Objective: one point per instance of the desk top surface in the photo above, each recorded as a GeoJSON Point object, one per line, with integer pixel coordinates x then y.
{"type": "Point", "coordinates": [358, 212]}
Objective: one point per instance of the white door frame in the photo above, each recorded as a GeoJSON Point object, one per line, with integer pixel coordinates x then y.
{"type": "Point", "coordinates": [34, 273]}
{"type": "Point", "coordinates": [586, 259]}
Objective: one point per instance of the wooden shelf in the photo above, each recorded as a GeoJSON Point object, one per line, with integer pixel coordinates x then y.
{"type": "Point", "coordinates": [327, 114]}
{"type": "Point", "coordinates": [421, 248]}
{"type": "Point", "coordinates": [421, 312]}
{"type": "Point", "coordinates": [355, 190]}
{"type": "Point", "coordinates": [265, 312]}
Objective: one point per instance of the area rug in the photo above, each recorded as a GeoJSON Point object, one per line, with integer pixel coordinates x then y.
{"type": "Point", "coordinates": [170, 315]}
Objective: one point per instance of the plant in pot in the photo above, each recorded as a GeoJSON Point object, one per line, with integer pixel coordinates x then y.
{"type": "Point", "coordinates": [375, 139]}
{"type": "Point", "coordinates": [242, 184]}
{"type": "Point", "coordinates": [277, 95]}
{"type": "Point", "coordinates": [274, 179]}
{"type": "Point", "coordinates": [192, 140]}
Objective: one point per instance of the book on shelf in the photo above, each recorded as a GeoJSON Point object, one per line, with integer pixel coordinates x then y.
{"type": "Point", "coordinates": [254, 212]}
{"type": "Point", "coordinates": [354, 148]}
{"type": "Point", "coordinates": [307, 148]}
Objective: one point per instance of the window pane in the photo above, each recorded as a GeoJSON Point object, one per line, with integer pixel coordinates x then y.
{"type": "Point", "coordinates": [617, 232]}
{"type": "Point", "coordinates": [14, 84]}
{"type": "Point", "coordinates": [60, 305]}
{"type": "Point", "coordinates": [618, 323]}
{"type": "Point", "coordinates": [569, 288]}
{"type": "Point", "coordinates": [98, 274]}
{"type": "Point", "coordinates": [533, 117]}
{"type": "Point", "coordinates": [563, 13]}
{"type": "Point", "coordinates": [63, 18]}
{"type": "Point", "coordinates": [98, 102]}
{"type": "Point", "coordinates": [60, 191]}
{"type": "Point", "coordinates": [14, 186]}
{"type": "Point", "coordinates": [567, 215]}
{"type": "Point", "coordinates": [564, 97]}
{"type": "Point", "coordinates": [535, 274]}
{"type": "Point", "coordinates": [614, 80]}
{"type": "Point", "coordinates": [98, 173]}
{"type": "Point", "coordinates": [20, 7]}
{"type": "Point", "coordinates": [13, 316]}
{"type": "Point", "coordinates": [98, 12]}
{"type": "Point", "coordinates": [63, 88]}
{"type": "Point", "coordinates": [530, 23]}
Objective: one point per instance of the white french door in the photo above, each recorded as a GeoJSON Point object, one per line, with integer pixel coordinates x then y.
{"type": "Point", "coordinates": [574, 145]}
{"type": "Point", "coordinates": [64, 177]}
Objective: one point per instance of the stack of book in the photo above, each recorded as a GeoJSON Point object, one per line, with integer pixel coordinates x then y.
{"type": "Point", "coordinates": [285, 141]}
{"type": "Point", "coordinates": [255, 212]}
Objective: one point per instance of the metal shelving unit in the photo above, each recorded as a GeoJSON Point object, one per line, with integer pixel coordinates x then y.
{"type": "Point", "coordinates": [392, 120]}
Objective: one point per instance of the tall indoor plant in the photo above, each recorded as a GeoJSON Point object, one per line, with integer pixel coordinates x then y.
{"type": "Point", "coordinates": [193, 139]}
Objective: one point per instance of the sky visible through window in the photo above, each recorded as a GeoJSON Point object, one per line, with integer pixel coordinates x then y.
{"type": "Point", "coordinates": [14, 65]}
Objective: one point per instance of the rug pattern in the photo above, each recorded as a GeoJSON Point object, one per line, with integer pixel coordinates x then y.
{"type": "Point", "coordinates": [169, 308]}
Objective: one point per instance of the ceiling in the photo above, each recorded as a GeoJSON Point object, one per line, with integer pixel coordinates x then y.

:::

### Exercise brief
Please retype, exactly as written, every line from the line containing "Objective: one point per instance of the stack" through the last line of the records above, including both of those lines, and nothing else.

### Answer to this exercise
Objective: one point per instance of the stack of book in the photo above, each recorded as a GeoJSON Point object, one per line, with integer pixel coordinates x then y.
{"type": "Point", "coordinates": [285, 141]}
{"type": "Point", "coordinates": [255, 212]}
Objective: one point per instance of the metal shelving unit in the photo above, each recorded as a GeoJSON Point object, one per line, with integer pixel coordinates x then y.
{"type": "Point", "coordinates": [392, 120]}
Objective: one point per instance of the tall indoor plant in the photo above, each recorded as a GeoJSON Point object, one per line, with integer pixel coordinates x then y.
{"type": "Point", "coordinates": [193, 139]}
Objective: one point per instance of the sky visible through window in the photo above, each recorded as a GeoJSON Point object, one per line, with integer pixel coordinates x then y.
{"type": "Point", "coordinates": [14, 65]}
Objective: one point per instance of the rug pattern in the photo above, each recorded as a GeoJSON Point object, one per line, with integer pixel coordinates x then y.
{"type": "Point", "coordinates": [169, 308]}
Objective: one point per instance of the ceiling in the photo above, each recorded as a GeoJSON Point object, one per line, with integer pixel coordinates x then y.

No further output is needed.